**Exercise brief**
Reproduce word for word everything in the accelerated motion text below from "Homework Equations" down to "at, u = v-at)".

**Source extract**
┄┄┄┄┄┄┄┄┄┄

Uniform accelerated motion question

In summary, the problem involves a sprinter running a race with constant acceleration and passing four posts in a straight line. The distances between each post are equal and the sprinter takes 5 seconds to go from the first post to the second and 3 seconds from the second to the third. The goal is to find the time it takes for the sprinter to run from the third to the fourth post, given that the distance between each post is 20 meters. The solution involves using the formula v^2 = u^2 + 2as to calculate the final velocity at the fourth post, and then using t = (v-u)/a to solve for the time. By calculating the average velocities for the first two time intervals and
  • #1
Nimrod 7
10
0

Homework Statement



A sprinter runs a race with constant acceleration throughout. During the race he passes four posts A, B, C, D in a straight line such that |AB| = |BC| = |CD| = 20m. If the sprinter takes 5 seconds to go from A to B and 3 seconds to go from B to C, find out how long, the the nearest tenth of a second, it takes him to run from C to D

Homework Equations


s = (v + u)/2 x t

The Attempt at a Solution



I have a way of doing it but it takes up almost 1 A4 page :( I did it this way and the answer was wrong, wasn't surprised cos there was loads of room for error

I did s = (v + u)/2 x t
substituted (v - at) instead of u (v = u + at, u = v-at)

┄┄┄┄┄┄┄┄┄┄

**Data segment**
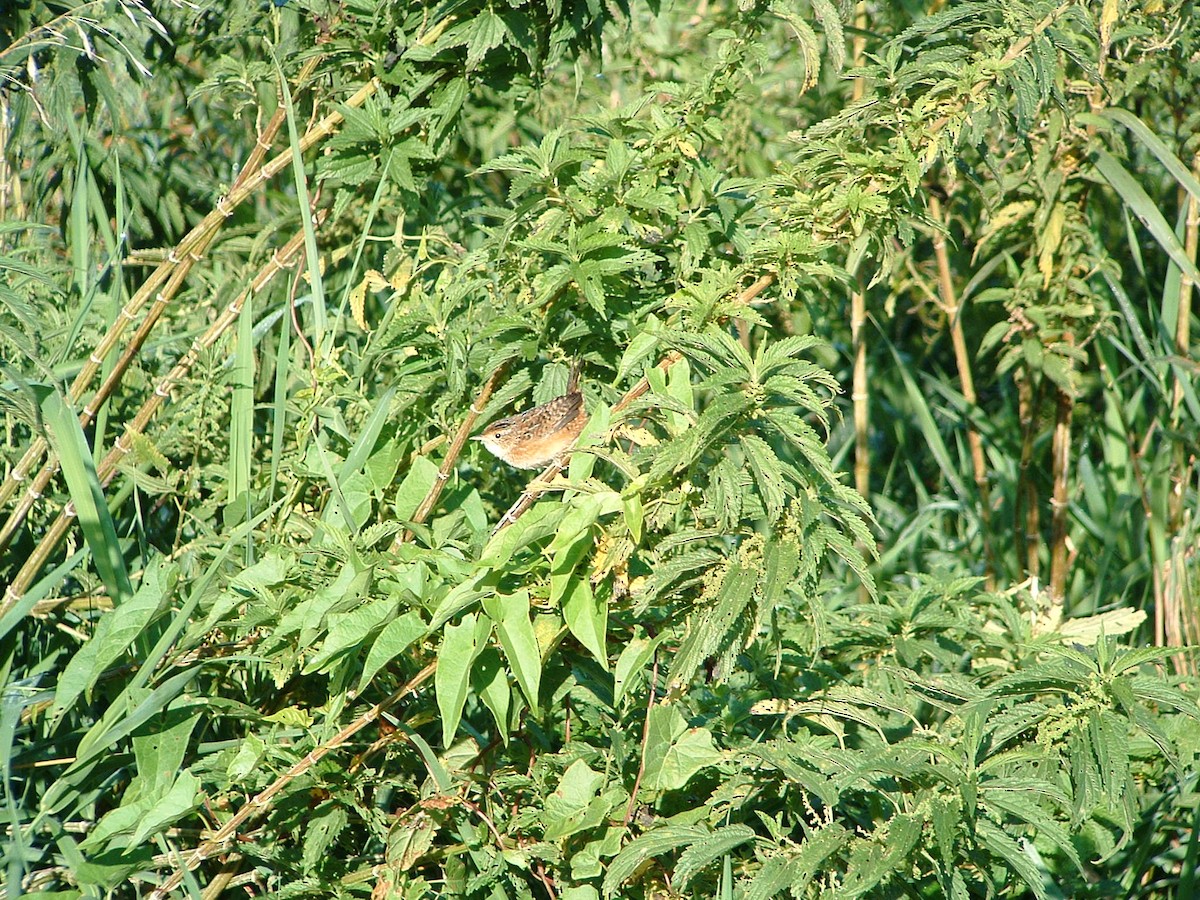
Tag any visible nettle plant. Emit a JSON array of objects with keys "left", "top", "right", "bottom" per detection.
[{"left": 4, "top": 1, "right": 1198, "bottom": 900}]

┄┄┄┄┄┄┄┄┄┄

**Solution below**
Homework Equations


s = (v + u)/2 x t

The Attempt at a Solution



I have a way of doing it but it takes up almost 1 A4 page :( I did it this way and the answer was wrong, wasn't surprised cos there was loads of room for error

I did s = (v + u)/2 x t
substituted (v - at) instead of u (v = u + at, u = v-at)